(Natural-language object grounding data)
------------------------------------
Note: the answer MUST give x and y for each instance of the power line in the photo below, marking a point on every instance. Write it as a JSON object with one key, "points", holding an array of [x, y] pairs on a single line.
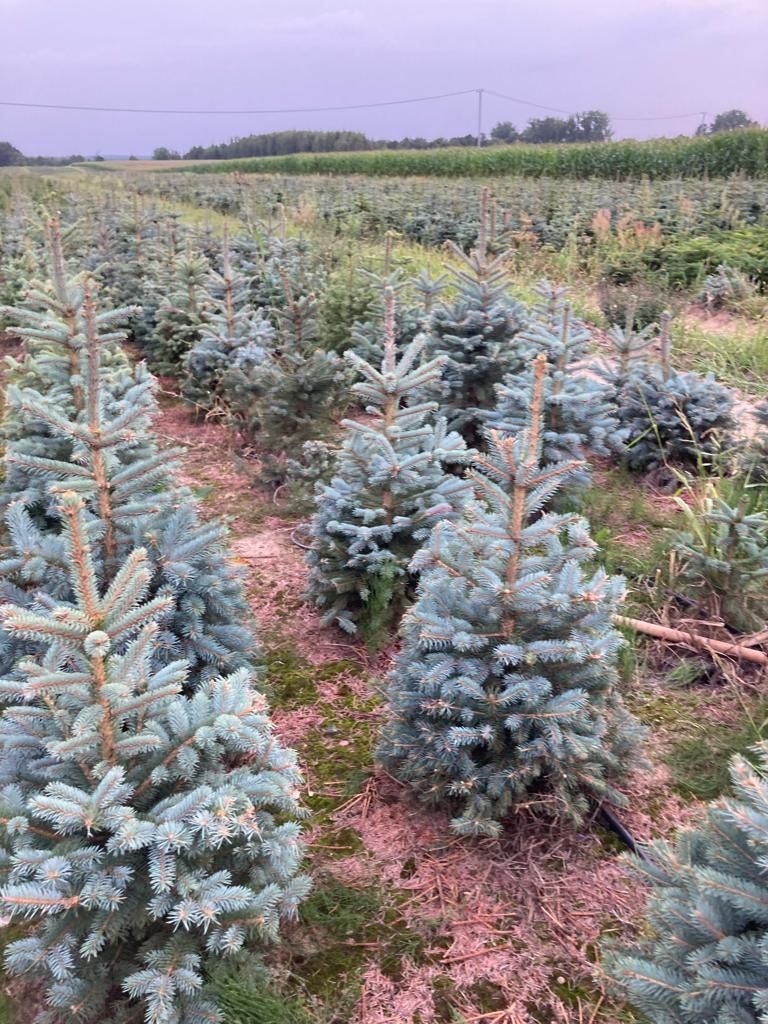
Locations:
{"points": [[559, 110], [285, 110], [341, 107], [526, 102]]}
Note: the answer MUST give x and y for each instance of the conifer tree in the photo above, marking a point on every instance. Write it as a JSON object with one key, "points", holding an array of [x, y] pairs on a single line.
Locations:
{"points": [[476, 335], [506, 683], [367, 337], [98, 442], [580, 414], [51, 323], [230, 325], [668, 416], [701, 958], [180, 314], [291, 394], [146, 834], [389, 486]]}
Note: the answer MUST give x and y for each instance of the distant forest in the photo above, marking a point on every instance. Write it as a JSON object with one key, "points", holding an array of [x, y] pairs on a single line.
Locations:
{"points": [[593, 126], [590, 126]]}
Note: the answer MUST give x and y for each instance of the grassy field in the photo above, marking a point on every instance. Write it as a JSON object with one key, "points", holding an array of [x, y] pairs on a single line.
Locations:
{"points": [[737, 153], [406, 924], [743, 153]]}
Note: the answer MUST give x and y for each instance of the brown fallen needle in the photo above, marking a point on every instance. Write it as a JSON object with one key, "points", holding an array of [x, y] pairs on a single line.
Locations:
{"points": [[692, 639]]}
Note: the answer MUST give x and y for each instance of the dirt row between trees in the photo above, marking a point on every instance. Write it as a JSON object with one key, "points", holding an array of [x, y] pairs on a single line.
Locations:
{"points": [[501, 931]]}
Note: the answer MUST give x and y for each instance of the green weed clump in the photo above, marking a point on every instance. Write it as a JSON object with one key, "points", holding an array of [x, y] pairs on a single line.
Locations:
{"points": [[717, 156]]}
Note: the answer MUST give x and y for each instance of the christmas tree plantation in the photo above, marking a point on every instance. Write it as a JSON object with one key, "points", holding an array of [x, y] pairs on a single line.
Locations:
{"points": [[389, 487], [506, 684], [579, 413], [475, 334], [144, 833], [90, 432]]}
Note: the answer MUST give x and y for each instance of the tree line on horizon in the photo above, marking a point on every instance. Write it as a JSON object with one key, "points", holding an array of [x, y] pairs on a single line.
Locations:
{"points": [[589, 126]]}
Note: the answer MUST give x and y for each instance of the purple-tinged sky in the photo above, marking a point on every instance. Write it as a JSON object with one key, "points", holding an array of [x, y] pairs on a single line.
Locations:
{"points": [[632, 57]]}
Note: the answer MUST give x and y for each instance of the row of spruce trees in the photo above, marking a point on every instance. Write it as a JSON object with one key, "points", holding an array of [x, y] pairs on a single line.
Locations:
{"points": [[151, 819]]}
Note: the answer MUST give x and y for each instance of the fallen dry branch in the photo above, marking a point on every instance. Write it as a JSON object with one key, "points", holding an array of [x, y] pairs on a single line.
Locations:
------------------------------------
_TASK OBJECTIVE_.
An exact reproduction of the data above is required, with every picture removed.

_TASK SOLUTION_.
Note: the answer MUST give x and y for each instance of the power line in the photo below, marking a point on every instance. Write it as a JSON object with one key, "points", holding an array of [x, y] pairs on a single line.
Locations:
{"points": [[559, 110], [285, 110], [341, 107], [526, 102]]}
Note: the answer MUST give x and y for each instance of the conifer tree in the photo above, marking a point on every instance. Write it as a JSON object with one key, "points", holding an array of [x, y] pairs on a single line.
Locations:
{"points": [[476, 335], [506, 683], [367, 337], [98, 442], [580, 414], [51, 323], [230, 325], [668, 416], [701, 958], [180, 314], [291, 394], [146, 834], [389, 486]]}
Note: the answer MUST give x and y for each instance of the distant forest in the photo above, marking a point on every instance. Write it as a JSON object with one key, "points", holding an array of [x, y] pairs on a single line.
Locations:
{"points": [[593, 126], [590, 126]]}
Note: the answer MUST give x and y for each instance of the grassy field in the photo above, marking a point on every instance. Write it as a JSON object with one key, "points", holding an array of [x, y] pairs on a single line.
Locations:
{"points": [[737, 153], [406, 924], [743, 153]]}
Note: the answer MUST give x and y for each instance of the brown fallen needle in the photo above, marking a point on every instance. Write it as a JSON object with one key, "points", holding an array of [x, y] pairs on a single line.
Locations:
{"points": [[692, 639]]}
Note: the answer MUST give x and y for each instance of the dirt row between trees in the photo above, marking a point on every instance. Write it as a JSON object with one key, "points", holding an array of [x, y] pairs on a single line.
Locations:
{"points": [[501, 931]]}
Note: the answer MUST give x and y for each instance of the green weed clump in the photo above, marking a point on every instance. Write it as a JSON object with one key, "points", holding an array of [x, y] pairs on a single line.
Locations:
{"points": [[717, 156]]}
Note: the answer MUST give x and y for each instance of the christmas tree plantation in the photo above, marking a point on every instance. Write it as a JSON object with one key, "points", holding an array of [x, y] pairs on a single line.
Locations:
{"points": [[389, 487], [506, 684], [579, 413], [475, 334], [144, 833], [90, 432]]}
Note: the answer MUST give x and y for each instance of the tree line on horizon in the photo above, marking a point on every instance. Write it as a JSON object with one key, "points", holding an array of [x, y] pairs on a single line.
Locations:
{"points": [[589, 126]]}
Note: the answer MUST give x and y for each instance of the purple-tinged sky in the photo above, marking a point on every instance. Write it as a JSON object with one key, "points", holding an array of [x, y] pairs on a single line.
Locations:
{"points": [[632, 57]]}
Note: the answer MUST give x and y for each instance of the row of spruce trees in the photo above, marking a point on every instance. Write it as a JSON object with one key, "points", holding an array of [x, y] pairs on a single line.
Locations:
{"points": [[151, 819]]}
Note: the answer MUST give x and y for each instance of the fallen dry branch in the photo above, marking a point on every instance. Write it as a JSON object with one key, "points", holding an array of [x, y] pairs on a single line.
Locations:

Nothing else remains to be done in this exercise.